PROBLEM 1 - Repeat the part of the listing that begins with the line containing "Check that every instance of the stone" and continues through the end of the listing.

— BEGIN EXCERPTED TEXT —

Studio album by Vasco Rossi
- Released: 3 April 1980
- Recorded: 1979
- Studio: Fonoprint, Bologna UMBI Studios, Modena
- Genre: Rock; punk rock; pop rock;
- Length: 32:45
- Language: Italian
- Label: Targa
- Producer: Alan Taylor; Vasco Rossi;

Vasco Rossi chronology
| Non siamo mica gli americani! (1979) | Colpa d'Alfredo (1980) | Siamo solo noi (1981) |

Singles from Colpa d'Alfredo
- "Non l'hai mica capito / Asilo 'Republic'" Released: 30 January 1980;

= Colpa d'Alfredo =

Colpa d'Alfredo (lit. '[It's] Alfredo's fault') is the third studio album by Italian rock singer-songwriter Vasco Rossi, released on 3 April 1980 by Targa.

== Description ==
The album was anticipated by the single Non l'hai mica capito / Asilo 'Republic, released in January 1980. Initially, the title track —which would become one of the album's most famous songs – was considered. However, it was put aside because of its explicit lyrics, where Rossi laments having lost the opportunity of hanging out with a girl because of Alfredo, who distracted him, with the girl leaving with "un negro" instead. The racial slur being uncensored, together with the girl being called "la troia" ("a whore"), raised controversy around the song, with some radio refusing to play it. Andrea Giacobazzi, longtime friend of Rossi, revealed that the lyrics were partially autobiographical, although Rossi did not miss a date with a girl, but had to travel to Misano Adriatico where he had a gig booked. According to Rossi, the lyrics were inspired by another occasion, where he missed a date because he played Space Invaders while chatting with Alfredo.

On the occasion of the album's fortieth anniversary re-release, Rossi's speaker Tania Sachs reported the singer's comment on the lyrics of "Colpa d'Alfredo" and the controversy surrounding them:

Among the other songs, "Tropico del Cancro" continues the style of the previous two albums, while "Sensazioni forti" and "Asilo 'Republic'" are influenced by punk rock, and "Susanna" and "Alibi" are rock-prone – at the time, according to Maurizio Biancani, Rossi was particularly fond of The Clash and The Rolling Stones. The closing track of Side A, the piano-driven ballad "Anima fragile", despite having sometimes been interpreted as a dedication to the singer's father Giovanni Carlo "Carlino" (passed away in 1979), is a love song inspired by a former girlfriend of Vasco Rossi.

— END EXCERPTED TEXT —
— BEGIN DATA SUPPLIED —

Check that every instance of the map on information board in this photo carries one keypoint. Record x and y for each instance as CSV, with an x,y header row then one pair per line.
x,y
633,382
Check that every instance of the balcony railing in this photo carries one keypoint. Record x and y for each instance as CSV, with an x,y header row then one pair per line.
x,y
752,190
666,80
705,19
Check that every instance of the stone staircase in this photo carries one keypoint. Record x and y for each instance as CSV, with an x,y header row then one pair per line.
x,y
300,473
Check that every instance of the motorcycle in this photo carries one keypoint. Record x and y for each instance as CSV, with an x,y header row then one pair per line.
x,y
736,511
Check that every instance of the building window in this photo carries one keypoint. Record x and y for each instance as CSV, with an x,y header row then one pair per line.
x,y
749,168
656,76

— END DATA SUPPLIED —

PROBLEM 2 - According to the Colpa d'Alfredo article, which two bands was Rossi particularly fond of at the time?

RESULT 1 -
Check that every instance of the stone staircase in this photo carries one keypoint. Record x and y for each instance as CSV, with an x,y header row then one pair per line.
x,y
300,473
Check that every instance of the motorcycle in this photo carries one keypoint. Record x and y for each instance as CSV, with an x,y header row then one pair per line.
x,y
736,511
Check that every instance of the building window in this photo carries one keypoint. Record x and y for each instance as CSV, with an x,y header row then one pair per line.
x,y
749,168
656,76

RESULT 2 - The Clash and The Rolling Stones.